# alsa n-esimo problema [ RISOLTO ]

## xveilsidex

Salve ragazzi ho installato gentoo sul portatile ma non riesco proprio a far funzionare l'audio! quando eseguo la prova audio dal selettore di sistema multimedia sento quel suono simile al " bip " ma quando faccio partire un mp3 da xmms non sento alcun suono e inoltre xmms non riesce nemmeno a calcolare il tempo della canzone ( pur partendo ).

non ho compilato alsa nel kernel ma ho utilizzato i driver di portage. utilizzo il demone sonoro esound.

lda lspci la mia scheda sonora :

00:1b.0 Audio device: Intel Corporation 82801G (ICH7 Family) High Definition Audio Controller (rev 02)

ho gia' provato ad utilizzare i driver del kernel sia come modulo che staticamente ma nulla da fare...

Devo utilizzare qualche opzione per i moduli di alsa?o qualche pipeline speciale per la riproduzione??!Last edited by xveilsidex on Wed May 24, 2006 5:06 pm; edited 1 time in total

----------

## Cazzantonio

hai provato con dei file wav?

# # # # # # #

● **Le tue istruzioni**
Riprendi la discussione sull'audio con ALSA e portala avanti dal punto in cui si ferma. I record qui di seguito sono materiale a sé, indipendente dalla discussione sull'audio con ALSA.

● **Dati forniti**
# # # # # # #

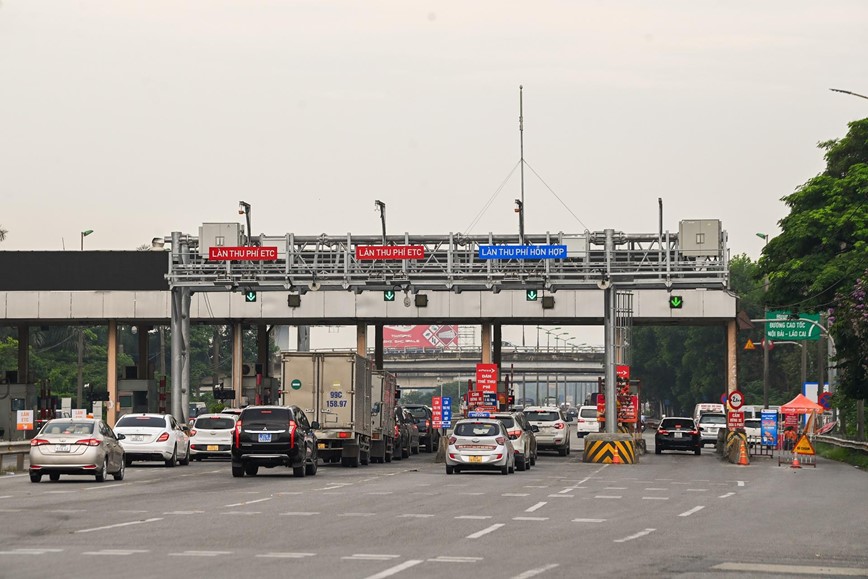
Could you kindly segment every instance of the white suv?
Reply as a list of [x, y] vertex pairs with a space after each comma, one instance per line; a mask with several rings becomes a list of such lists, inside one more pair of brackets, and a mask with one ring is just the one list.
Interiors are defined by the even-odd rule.
[[540, 450], [557, 450], [561, 456], [570, 454], [570, 422], [557, 406], [528, 406], [524, 415], [531, 425], [536, 425], [536, 444]]

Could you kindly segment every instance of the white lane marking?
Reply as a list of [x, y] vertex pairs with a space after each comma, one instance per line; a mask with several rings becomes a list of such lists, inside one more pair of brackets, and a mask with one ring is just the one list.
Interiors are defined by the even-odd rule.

# # # # # # #

● **Risultato qui sotto**
----------

## crisandbea

ma i driver alsa li hai installati tramite kernel, o tramite emerge ???? hai provato a seguire questa guida http://www.gentoo.org/doc/it/alsa-guide.xml

ciao

----------

## xveilsidex

 *crisandbea wrote:*   

> ma i driver alsa li hai installati tramite kernel, o tramite emerge ???? hai provato a seguire questa guida http://www.gentoo.org/doc/it/alsa-guide.xml
> 
> ciao

 

i driver li ho installati tramite emerge! ho utilizzato quella guida in tutti e due i modi ma ho sempre il solito problema! non vorrei che il mio chip non supportasse completamente i driver!

p.s. in alsamixer non è presente il canale master  puo' dipendere da questo?

----------

## xveilsidex

 *Cazzantonio wrote:*   

> hai provato con dei file wav?

 

I CD audio riesco a sentirli !! ma xkè gli mp3 no????

----------

## Cazzantonio

e cosa ti fa pensare che centri alsa?

hai mai sentito parlare di codec?

hai provato ad aggiungere la flag "mp3" alle use nel make.conf e a dare "emerge -pvDuN world" ?

già che ci sei magari aggiungi anche "flac mad aac xvid ffmpeg theora ogg wmf vorbis matroska asf win32codecs" per aggiungere il supporto a diversi codec.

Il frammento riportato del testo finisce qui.